Answer these questions using the Yellow Door film club passage below:
1. Which earlier film by Lee Hyuk-rae is named, and in what year was it released?
2. What was Bong Joon-ho responsible for in the club?
3. What was the title of the first short Bong presented to the group, and in what year?

● **DOCUMENT SEGMENT**

• • • • •

Directed by noted documentarian and editor Lee Hyuk-rae (Sewing Sisters, 2020), Yellow Door takes viewers back to Seoul, South Korea in the early 1990s, when film clubs were popping up on local college campuses for the first time, providing young students with new cultural encounters and a platform to study the art of cinema. Much of today’s global boom in Korean film and television can be traced back to this formative, freewheeling period. The country had just emerged from the trauma of the student pro-democracy protests of the 1980s — and their often brutal suppression by the former authoritarian government — but the 1990s became a more carefree period of expanding creative freedom and cultural exploration among the young.
Yellow Door: ’90s Lo-fi Film Club retraces the memories of one of the era’s many such movie collectives, the Yellow Door Film Club, which happened to include the now globally acclaimed director Bong Joon-ho among its key members (as well as the documentary’s director, Lee). A fresh-faced Bong was an integral part of the group, responsible for cataloging and managing the club’s library of bootleg VHS copies of cinematic masterpieces from around the world. And the Yellow Door cohort served as the very first audience for a Bong-directed film — he nervously presented his first short, Looking for Paradise, to the group in 1992 — which is described and dissected in amusing fashion throughout the documentary. But a big part of the new film’s charm comes from the fact that its primary interest isn’t in exploring the generative role such clubs played in the careers of the members who later became acclaimed directors (although there is some of that). Instead, the film gives equal voice to the now middle-aged film geeks whose lives went in much more ordinary directions — marriage, kids, office jobs, etc. — presenting the Yellow Door era as a treasured, shared memory of naive and hopeful aesthetic exploration, regardless of whether they happened to go on to win Oscars.

• • • • •

● **DATASET EXTRACT**
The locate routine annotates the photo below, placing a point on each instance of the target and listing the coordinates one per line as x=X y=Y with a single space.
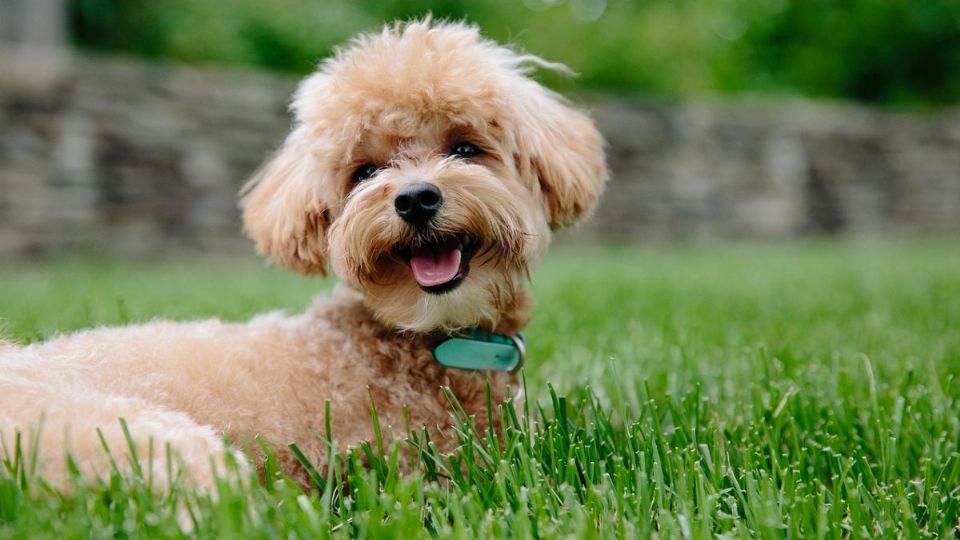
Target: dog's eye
x=365 y=172
x=464 y=149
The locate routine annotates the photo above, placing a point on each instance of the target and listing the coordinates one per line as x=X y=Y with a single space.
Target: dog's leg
x=85 y=422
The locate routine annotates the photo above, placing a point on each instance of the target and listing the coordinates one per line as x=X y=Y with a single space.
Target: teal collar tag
x=479 y=350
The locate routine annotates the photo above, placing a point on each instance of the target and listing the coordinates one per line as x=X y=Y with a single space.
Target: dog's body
x=428 y=172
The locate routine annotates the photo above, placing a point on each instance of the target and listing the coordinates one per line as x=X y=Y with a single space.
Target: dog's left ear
x=563 y=153
x=283 y=211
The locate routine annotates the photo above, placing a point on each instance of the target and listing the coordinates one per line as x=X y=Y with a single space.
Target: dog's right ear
x=283 y=211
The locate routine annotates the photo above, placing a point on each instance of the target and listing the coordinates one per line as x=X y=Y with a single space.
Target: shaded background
x=127 y=126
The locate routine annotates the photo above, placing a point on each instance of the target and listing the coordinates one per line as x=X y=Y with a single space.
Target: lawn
x=785 y=390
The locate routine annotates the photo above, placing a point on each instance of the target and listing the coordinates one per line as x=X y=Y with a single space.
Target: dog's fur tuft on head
x=400 y=101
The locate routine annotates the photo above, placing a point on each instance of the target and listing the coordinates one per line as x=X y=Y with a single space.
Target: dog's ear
x=283 y=211
x=563 y=153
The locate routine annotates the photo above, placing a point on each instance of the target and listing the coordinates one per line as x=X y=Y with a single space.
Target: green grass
x=796 y=390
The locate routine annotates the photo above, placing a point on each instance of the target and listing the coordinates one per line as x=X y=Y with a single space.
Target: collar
x=477 y=350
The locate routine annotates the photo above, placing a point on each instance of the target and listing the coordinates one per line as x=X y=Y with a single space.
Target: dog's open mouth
x=440 y=266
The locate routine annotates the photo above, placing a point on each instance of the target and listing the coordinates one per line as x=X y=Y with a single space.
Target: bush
x=879 y=51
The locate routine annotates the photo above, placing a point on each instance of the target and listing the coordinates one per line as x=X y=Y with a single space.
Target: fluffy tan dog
x=427 y=171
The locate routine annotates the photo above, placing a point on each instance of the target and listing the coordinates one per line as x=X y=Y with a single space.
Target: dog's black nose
x=416 y=203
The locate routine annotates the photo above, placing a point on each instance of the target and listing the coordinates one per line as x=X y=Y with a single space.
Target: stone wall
x=136 y=158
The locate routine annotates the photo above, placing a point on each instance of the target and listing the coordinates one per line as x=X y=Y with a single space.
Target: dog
x=427 y=170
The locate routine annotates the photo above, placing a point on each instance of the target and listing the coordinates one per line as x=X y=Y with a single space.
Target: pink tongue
x=435 y=269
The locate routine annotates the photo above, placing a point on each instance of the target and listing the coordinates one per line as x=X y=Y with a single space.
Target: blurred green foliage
x=878 y=51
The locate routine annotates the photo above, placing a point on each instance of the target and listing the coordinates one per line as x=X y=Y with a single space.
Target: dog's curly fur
x=397 y=100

• • • • •

● **ANSWER**
1. Sewing Sisters, released in 2020.
2. Cataloging and managing the club's library of bootleg VHS copies of cinematic masterpieces from around the world.
3. Looking for Paradise, in 1992.